* [WORK INSTRUCTION]: Go through the records and give each one again exactly, omitting the images.

Dataset entries
______

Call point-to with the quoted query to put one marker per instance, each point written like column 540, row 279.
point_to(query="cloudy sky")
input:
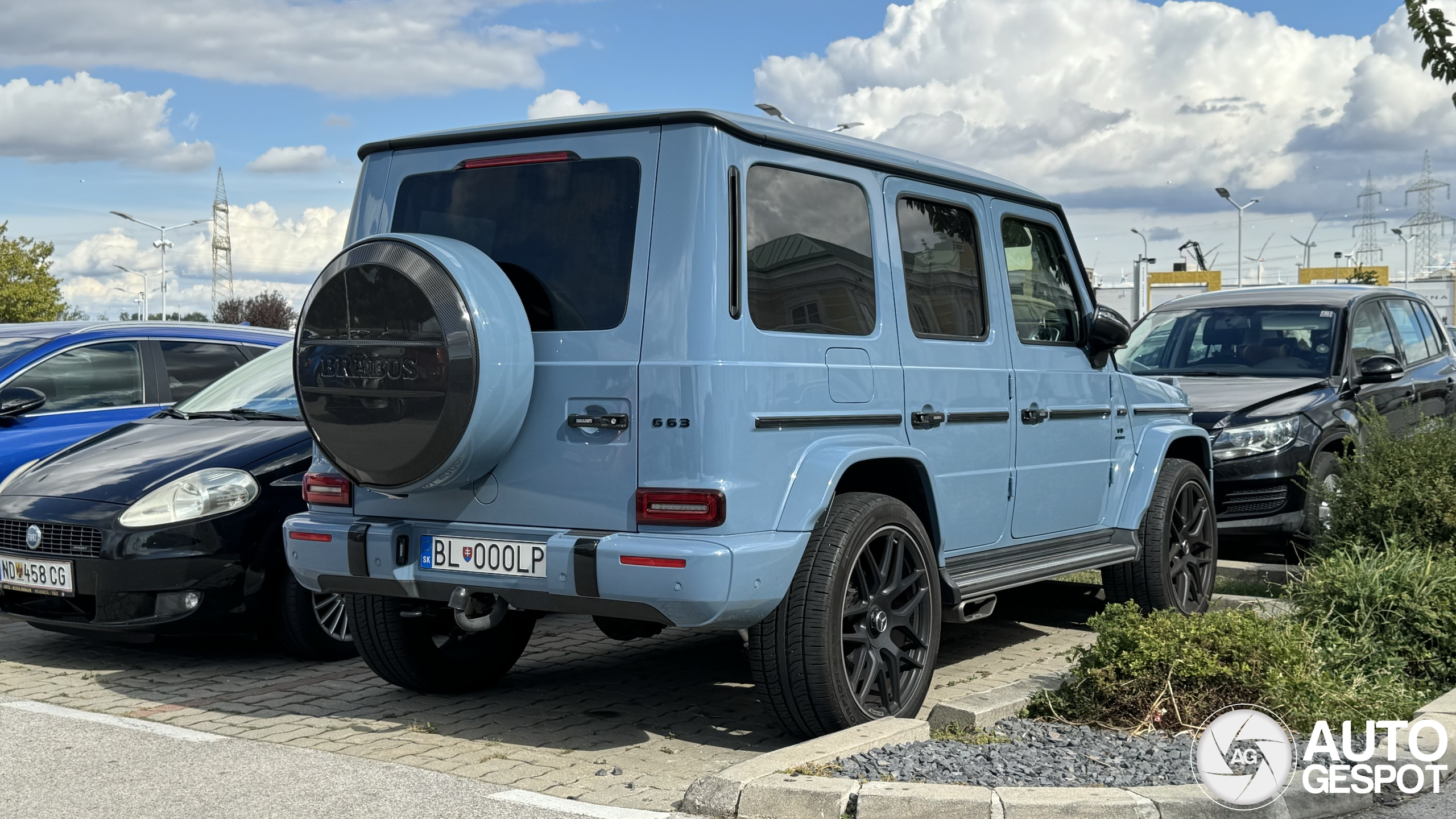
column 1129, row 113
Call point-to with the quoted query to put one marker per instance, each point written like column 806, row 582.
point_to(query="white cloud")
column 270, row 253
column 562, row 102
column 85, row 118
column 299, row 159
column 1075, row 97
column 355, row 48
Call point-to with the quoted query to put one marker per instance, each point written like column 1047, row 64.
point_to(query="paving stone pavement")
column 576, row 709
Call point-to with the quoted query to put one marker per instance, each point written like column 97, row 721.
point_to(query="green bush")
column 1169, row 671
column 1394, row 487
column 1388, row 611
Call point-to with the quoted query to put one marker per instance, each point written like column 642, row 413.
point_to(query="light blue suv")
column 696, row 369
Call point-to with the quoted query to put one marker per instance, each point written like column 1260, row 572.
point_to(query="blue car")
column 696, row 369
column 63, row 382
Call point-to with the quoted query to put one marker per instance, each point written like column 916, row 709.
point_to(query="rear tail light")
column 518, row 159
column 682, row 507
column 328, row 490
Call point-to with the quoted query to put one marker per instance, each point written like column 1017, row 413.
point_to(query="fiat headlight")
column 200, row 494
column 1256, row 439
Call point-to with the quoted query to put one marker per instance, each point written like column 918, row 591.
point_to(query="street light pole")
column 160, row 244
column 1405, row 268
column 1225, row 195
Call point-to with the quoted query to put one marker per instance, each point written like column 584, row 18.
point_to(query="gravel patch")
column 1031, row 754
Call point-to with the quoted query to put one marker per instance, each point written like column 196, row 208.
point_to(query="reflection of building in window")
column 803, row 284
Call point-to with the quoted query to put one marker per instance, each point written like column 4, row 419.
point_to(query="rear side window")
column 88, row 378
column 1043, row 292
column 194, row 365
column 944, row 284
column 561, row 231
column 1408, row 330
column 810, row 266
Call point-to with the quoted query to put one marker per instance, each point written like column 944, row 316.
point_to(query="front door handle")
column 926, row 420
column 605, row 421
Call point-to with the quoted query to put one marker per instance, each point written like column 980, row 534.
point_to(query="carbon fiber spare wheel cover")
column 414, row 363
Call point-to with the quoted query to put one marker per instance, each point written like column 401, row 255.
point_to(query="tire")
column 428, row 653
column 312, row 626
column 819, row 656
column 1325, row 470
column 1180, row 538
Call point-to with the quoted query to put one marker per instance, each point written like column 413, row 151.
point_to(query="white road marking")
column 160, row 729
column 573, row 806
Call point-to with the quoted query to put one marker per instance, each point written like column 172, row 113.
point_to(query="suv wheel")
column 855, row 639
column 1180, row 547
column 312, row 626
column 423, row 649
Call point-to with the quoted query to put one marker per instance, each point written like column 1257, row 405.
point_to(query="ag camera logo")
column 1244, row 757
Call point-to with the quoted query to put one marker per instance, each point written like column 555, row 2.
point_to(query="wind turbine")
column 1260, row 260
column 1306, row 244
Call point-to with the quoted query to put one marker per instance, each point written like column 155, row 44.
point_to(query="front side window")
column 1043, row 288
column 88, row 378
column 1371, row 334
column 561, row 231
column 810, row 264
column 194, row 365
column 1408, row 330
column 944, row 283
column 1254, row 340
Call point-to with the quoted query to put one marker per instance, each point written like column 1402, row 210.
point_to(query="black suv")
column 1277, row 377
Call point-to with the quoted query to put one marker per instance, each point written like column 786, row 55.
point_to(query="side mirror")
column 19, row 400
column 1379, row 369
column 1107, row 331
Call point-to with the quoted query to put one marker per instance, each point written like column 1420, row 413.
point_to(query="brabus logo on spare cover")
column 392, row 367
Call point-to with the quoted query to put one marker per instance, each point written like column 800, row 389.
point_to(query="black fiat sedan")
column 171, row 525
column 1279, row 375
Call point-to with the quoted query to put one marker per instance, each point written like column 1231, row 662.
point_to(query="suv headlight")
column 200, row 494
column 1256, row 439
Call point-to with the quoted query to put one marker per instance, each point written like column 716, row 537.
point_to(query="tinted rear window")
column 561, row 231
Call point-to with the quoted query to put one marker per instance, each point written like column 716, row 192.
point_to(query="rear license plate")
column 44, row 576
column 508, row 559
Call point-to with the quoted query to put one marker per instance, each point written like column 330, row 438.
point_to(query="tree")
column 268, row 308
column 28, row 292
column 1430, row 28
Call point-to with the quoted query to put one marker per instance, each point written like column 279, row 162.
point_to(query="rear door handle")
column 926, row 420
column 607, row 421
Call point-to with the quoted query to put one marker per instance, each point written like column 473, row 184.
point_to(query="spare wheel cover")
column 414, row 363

______

* [SOLUTION BELOW]:
Call point-to with the quoted query to put one marker per instance, each point written like column 540, row 279.
point_to(query="cloudy sky")
input:
column 1129, row 113
Call point-to with the quoted query to put one marker per instance, each point written like column 806, row 582.
point_to(query="white cloud")
column 270, row 253
column 562, row 102
column 85, row 118
column 299, row 159
column 1075, row 97
column 355, row 48
Call point-to with the quoted query to put one marker per instance, each point written like column 1047, row 64.
point_to(query="paving stone pavement")
column 576, row 709
Call point-to with the quoted query to put one marker per instance, each point written like column 97, row 721.
point_to(query="green bush")
column 1169, row 671
column 1394, row 487
column 1388, row 611
Call point-to with the quoted query to put one marker per instance, each point written like column 642, row 413.
point_to(query="light blue suv")
column 696, row 369
Call point-to with the quoted query to put one marker per instance, each point written like column 1260, row 572.
point_to(query="blue car")
column 696, row 369
column 63, row 382
Call point-to with the quoted query to put one marker per instance, each point written like column 916, row 709.
point_to(query="rear tail light")
column 518, row 159
column 682, row 507
column 328, row 490
Call point-to with the quoted query to put one marker per instance, each point written like column 1017, row 413.
point_to(query="fiat headlight")
column 200, row 494
column 1256, row 439
Call point-to with the quoted query to put one marker per instance, each point written like column 918, row 591.
point_to(query="street light pole")
column 160, row 244
column 1405, row 268
column 1225, row 195
Call point-to with the quoted query to put one marker per instance, each point written like column 584, row 18.
point_to(query="gravel patch")
column 1031, row 754
Call point-to with the quoted query to put one marker per instance, each point written like column 196, row 208.
point_to(query="reflection of building in window")
column 803, row 284
Call point-to with the quoted query to put one marker per instance, each point written like column 4, row 419.
point_to(query="rear side window")
column 88, row 378
column 1043, row 292
column 194, row 365
column 944, row 284
column 561, row 231
column 1408, row 330
column 810, row 266
Call point-to with the quoted query to put one marker per instance, each point written like column 944, row 316.
point_to(query="front door handle")
column 926, row 420
column 605, row 421
Call point-to with the quoted query to put one marker per instance, each point written like column 980, row 534.
point_to(query="carbon fiber spare wheel cover")
column 414, row 363
Call point-to with the quoted query to put one marker per instance, each point written like column 401, row 255.
point_to(query="tire")
column 428, row 653
column 312, row 626
column 819, row 656
column 1325, row 470
column 1180, row 538
Call point-to with the quoted query to put one marker per instance, each point written like column 413, row 151.
point_to(query="white road marking")
column 160, row 729
column 573, row 806
Call point-to with the quoted query to put one marker per instance, each point written like column 172, row 113.
point_to(query="suv wheel")
column 855, row 639
column 1180, row 547
column 312, row 626
column 423, row 649
Call point-to with the quoted query to put one marker per instance, each point written like column 1257, row 405.
point_to(query="ag camera logo")
column 1244, row 757
Call point-to with the quoted query to put one marker per instance, each point written like column 555, row 2.
point_to(query="wind turbine")
column 1260, row 260
column 1306, row 244
Call point-to with the quoted query to put one marker per instance, each point written like column 155, row 44.
point_to(query="front side window")
column 1043, row 288
column 88, row 378
column 1371, row 334
column 561, row 231
column 810, row 264
column 194, row 365
column 1408, row 330
column 944, row 283
column 1254, row 340
Call point-to with the quoted query to put one marker per instance, each point written like column 1402, row 210.
point_to(query="black suv")
column 1277, row 377
Call point-to with the quoted query to put one marker per instance, each point written like column 786, row 55.
point_to(query="side mirror")
column 19, row 400
column 1379, row 369
column 1107, row 331
Call point-to with the quoted query to put one marker per instance, each point written like column 1420, row 413.
point_to(query="brabus logo on spare cover")
column 392, row 367
Call point-to with the quoted query to put one marker per instance, each point written like column 800, row 389.
point_to(query="black fiat sedan")
column 171, row 525
column 1279, row 375
Call point-to with the quoted query to put one marker per instance, each point written like column 1231, row 662.
point_to(query="suv headlight")
column 200, row 494
column 1256, row 439
Call point-to with the quoted query to put one marker per instance, each point written like column 716, row 537.
point_to(query="tinted rear window")
column 561, row 231
Call point-to with the quoted query to put one marker per instance, each point written like column 716, row 192.
point_to(query="rear license plate")
column 44, row 576
column 508, row 559
Call point-to with the quoted query to put one marker per instance, each point written like column 330, row 438.
point_to(query="tree")
column 268, row 308
column 28, row 292
column 1430, row 28
Call point-to with the quoted query to put one marker per instance, each point written like column 279, row 162.
point_to(query="rear door handle")
column 926, row 420
column 607, row 421
Call point-to with the quoted query to put one marker per instance, each point written like column 473, row 184.
point_to(query="spare wheel cover")
column 414, row 363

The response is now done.